Your objective:
The answer must be the full listing, restated word for word.

Material for this exercise:
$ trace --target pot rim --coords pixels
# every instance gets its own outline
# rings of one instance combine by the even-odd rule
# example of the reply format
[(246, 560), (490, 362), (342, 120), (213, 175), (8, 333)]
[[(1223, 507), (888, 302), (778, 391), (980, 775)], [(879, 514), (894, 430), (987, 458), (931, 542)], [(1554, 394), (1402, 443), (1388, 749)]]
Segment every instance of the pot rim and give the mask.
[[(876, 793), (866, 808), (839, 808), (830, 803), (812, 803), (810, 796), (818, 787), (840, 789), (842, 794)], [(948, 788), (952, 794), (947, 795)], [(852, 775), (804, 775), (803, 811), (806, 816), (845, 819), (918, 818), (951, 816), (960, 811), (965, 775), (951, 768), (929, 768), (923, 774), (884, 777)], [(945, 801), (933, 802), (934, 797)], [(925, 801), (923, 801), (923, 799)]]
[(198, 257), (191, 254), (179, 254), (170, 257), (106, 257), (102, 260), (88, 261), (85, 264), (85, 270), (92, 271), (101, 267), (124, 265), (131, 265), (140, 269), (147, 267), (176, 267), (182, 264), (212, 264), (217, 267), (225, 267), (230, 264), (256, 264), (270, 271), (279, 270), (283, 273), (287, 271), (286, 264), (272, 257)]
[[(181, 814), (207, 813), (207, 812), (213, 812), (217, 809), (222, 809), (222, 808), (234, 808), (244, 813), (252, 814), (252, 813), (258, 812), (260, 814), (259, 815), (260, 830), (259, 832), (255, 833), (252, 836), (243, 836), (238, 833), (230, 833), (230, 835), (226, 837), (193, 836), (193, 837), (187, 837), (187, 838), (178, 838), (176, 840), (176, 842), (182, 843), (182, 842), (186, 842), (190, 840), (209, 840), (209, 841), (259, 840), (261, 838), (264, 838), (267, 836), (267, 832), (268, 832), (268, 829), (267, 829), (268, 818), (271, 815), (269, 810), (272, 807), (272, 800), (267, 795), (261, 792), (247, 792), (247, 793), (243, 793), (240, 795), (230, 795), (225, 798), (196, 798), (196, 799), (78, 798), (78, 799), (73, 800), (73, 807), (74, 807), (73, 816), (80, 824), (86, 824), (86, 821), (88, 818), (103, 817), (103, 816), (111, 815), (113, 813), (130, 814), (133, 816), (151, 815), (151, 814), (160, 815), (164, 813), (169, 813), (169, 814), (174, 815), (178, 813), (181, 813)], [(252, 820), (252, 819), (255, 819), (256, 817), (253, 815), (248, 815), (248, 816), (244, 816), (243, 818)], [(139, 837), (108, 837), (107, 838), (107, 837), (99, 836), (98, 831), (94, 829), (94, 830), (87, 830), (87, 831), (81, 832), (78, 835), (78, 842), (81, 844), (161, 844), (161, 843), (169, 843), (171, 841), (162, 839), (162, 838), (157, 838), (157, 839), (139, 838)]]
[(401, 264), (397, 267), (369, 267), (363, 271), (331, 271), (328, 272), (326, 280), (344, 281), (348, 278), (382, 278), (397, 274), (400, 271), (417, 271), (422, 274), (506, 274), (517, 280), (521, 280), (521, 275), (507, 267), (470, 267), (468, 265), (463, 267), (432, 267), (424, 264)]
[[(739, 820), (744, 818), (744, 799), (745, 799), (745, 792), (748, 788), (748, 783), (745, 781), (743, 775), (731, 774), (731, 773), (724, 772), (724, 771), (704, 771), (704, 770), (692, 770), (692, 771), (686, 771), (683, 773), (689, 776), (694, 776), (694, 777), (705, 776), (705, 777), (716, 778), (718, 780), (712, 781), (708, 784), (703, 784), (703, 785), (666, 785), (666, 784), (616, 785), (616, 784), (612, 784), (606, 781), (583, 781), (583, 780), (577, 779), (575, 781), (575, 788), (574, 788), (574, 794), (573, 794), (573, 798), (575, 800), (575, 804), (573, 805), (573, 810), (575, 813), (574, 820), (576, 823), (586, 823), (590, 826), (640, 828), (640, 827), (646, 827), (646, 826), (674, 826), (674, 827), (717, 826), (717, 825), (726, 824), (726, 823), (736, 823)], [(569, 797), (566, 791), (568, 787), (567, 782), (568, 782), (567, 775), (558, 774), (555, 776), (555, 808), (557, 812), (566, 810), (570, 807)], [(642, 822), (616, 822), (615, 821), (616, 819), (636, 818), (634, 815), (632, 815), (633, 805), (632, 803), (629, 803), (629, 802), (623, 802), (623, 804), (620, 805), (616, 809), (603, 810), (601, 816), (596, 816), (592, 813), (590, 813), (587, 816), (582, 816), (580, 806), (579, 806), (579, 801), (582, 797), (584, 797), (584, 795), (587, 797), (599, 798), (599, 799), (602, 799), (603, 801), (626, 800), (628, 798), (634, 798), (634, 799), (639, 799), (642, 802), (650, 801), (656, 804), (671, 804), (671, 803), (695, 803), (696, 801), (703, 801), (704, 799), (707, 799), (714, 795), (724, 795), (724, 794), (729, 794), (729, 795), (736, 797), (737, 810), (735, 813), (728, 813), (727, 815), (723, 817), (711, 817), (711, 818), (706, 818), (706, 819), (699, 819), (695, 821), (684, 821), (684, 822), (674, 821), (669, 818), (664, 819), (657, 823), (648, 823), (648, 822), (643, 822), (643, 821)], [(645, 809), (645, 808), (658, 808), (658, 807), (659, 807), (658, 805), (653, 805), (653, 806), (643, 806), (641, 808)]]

Your response:
$ trace --target pot rim --coords pixels
# every instance gets its own outline
# rings of one instance combine by the even-odd rule
# example of the reply format
[(246, 560), (490, 362), (342, 120), (213, 175), (8, 333)]
[[(1223, 507), (888, 302), (778, 391), (980, 775)], [(879, 514), (894, 430), (987, 458), (931, 542)], [(1554, 394), (1402, 443), (1388, 749)]]
Segment every instance of the pot rim and give the mask.
[[(876, 793), (866, 808), (839, 808), (830, 803), (812, 803), (810, 796), (818, 787), (840, 789), (842, 794)], [(948, 788), (952, 794), (947, 795)], [(852, 775), (804, 775), (803, 811), (806, 816), (845, 819), (918, 818), (951, 816), (960, 811), (965, 775), (951, 768), (929, 768), (923, 774), (884, 777)], [(945, 801), (933, 802), (934, 797)], [(925, 801), (923, 801), (923, 799)]]
[(198, 257), (191, 254), (179, 254), (170, 257), (106, 257), (102, 260), (88, 261), (85, 264), (85, 270), (92, 271), (101, 267), (124, 265), (131, 265), (140, 269), (147, 267), (176, 267), (182, 264), (212, 264), (217, 267), (225, 267), (230, 264), (256, 264), (270, 271), (279, 270), (283, 273), (287, 271), (286, 264), (272, 257)]
[[(181, 814), (207, 813), (207, 812), (213, 812), (217, 809), (222, 809), (222, 808), (234, 808), (244, 813), (252, 814), (252, 813), (258, 812), (260, 814), (259, 815), (260, 830), (259, 832), (255, 833), (252, 836), (243, 836), (238, 833), (230, 833), (230, 835), (226, 837), (193, 836), (193, 837), (187, 837), (187, 838), (178, 838), (176, 840), (176, 842), (182, 843), (182, 842), (186, 842), (190, 840), (209, 840), (209, 841), (259, 840), (261, 838), (264, 838), (267, 836), (267, 832), (268, 832), (268, 829), (267, 829), (268, 818), (271, 815), (269, 810), (272, 807), (272, 800), (267, 795), (261, 792), (247, 792), (247, 793), (243, 793), (240, 795), (230, 795), (225, 798), (196, 798), (196, 799), (78, 798), (78, 799), (73, 800), (73, 807), (74, 807), (73, 816), (80, 824), (86, 824), (86, 821), (88, 818), (103, 817), (103, 816), (111, 815), (113, 813), (130, 814), (133, 816), (151, 815), (151, 814), (160, 815), (164, 813), (169, 813), (169, 814), (174, 815), (178, 813), (181, 813)], [(252, 820), (252, 819), (255, 819), (256, 817), (253, 815), (248, 815), (248, 816), (244, 816), (243, 818)], [(139, 837), (108, 837), (107, 838), (107, 837), (99, 836), (98, 831), (94, 829), (94, 830), (87, 830), (87, 831), (81, 832), (78, 835), (78, 842), (81, 844), (161, 844), (161, 843), (169, 843), (171, 841), (162, 839), (162, 838), (157, 838), (157, 839), (139, 838)]]
[(401, 264), (397, 267), (369, 267), (363, 271), (331, 271), (328, 272), (326, 280), (344, 281), (348, 278), (382, 278), (397, 274), (400, 271), (417, 271), (422, 274), (506, 274), (517, 280), (521, 280), (521, 275), (507, 267), (470, 267), (468, 265), (463, 267), (432, 267), (424, 264)]
[[(739, 820), (744, 818), (744, 799), (745, 799), (745, 792), (748, 788), (748, 783), (745, 781), (743, 775), (731, 774), (731, 773), (724, 772), (724, 771), (704, 771), (704, 770), (692, 770), (692, 771), (686, 771), (683, 773), (689, 776), (694, 776), (694, 777), (705, 776), (705, 777), (716, 778), (718, 780), (712, 781), (708, 784), (703, 784), (703, 785), (666, 785), (666, 784), (616, 785), (616, 784), (612, 784), (606, 781), (583, 781), (583, 780), (577, 779), (575, 781), (575, 788), (574, 788), (574, 794), (573, 794), (573, 798), (575, 800), (575, 804), (573, 805), (573, 810), (575, 813), (574, 820), (576, 823), (586, 823), (590, 826), (640, 828), (640, 827), (646, 827), (646, 826), (674, 826), (674, 827), (717, 826), (717, 825), (726, 824), (726, 823), (736, 823)], [(569, 797), (566, 791), (568, 787), (567, 782), (568, 782), (567, 775), (558, 774), (555, 776), (555, 808), (557, 812), (566, 810), (570, 807)], [(642, 822), (616, 822), (615, 821), (616, 819), (636, 818), (634, 815), (632, 815), (633, 805), (632, 803), (629, 803), (629, 802), (623, 802), (623, 804), (620, 805), (616, 809), (603, 810), (601, 816), (596, 816), (592, 813), (590, 813), (587, 816), (582, 816), (580, 806), (579, 806), (579, 801), (582, 797), (584, 797), (584, 795), (587, 797), (599, 798), (599, 799), (602, 799), (603, 801), (626, 800), (628, 798), (634, 798), (634, 799), (639, 799), (642, 802), (650, 801), (656, 804), (671, 804), (671, 803), (695, 803), (696, 801), (703, 801), (704, 799), (707, 799), (714, 795), (724, 795), (724, 794), (729, 794), (729, 795), (736, 797), (737, 810), (735, 813), (728, 813), (727, 815), (723, 817), (711, 817), (711, 818), (706, 818), (706, 819), (699, 819), (695, 821), (684, 821), (684, 822), (674, 821), (669, 818), (664, 819), (657, 823), (648, 823), (648, 822), (643, 822), (643, 821)], [(645, 809), (645, 808), (658, 808), (658, 807), (659, 807), (658, 805), (653, 805), (653, 806), (643, 806), (641, 808)]]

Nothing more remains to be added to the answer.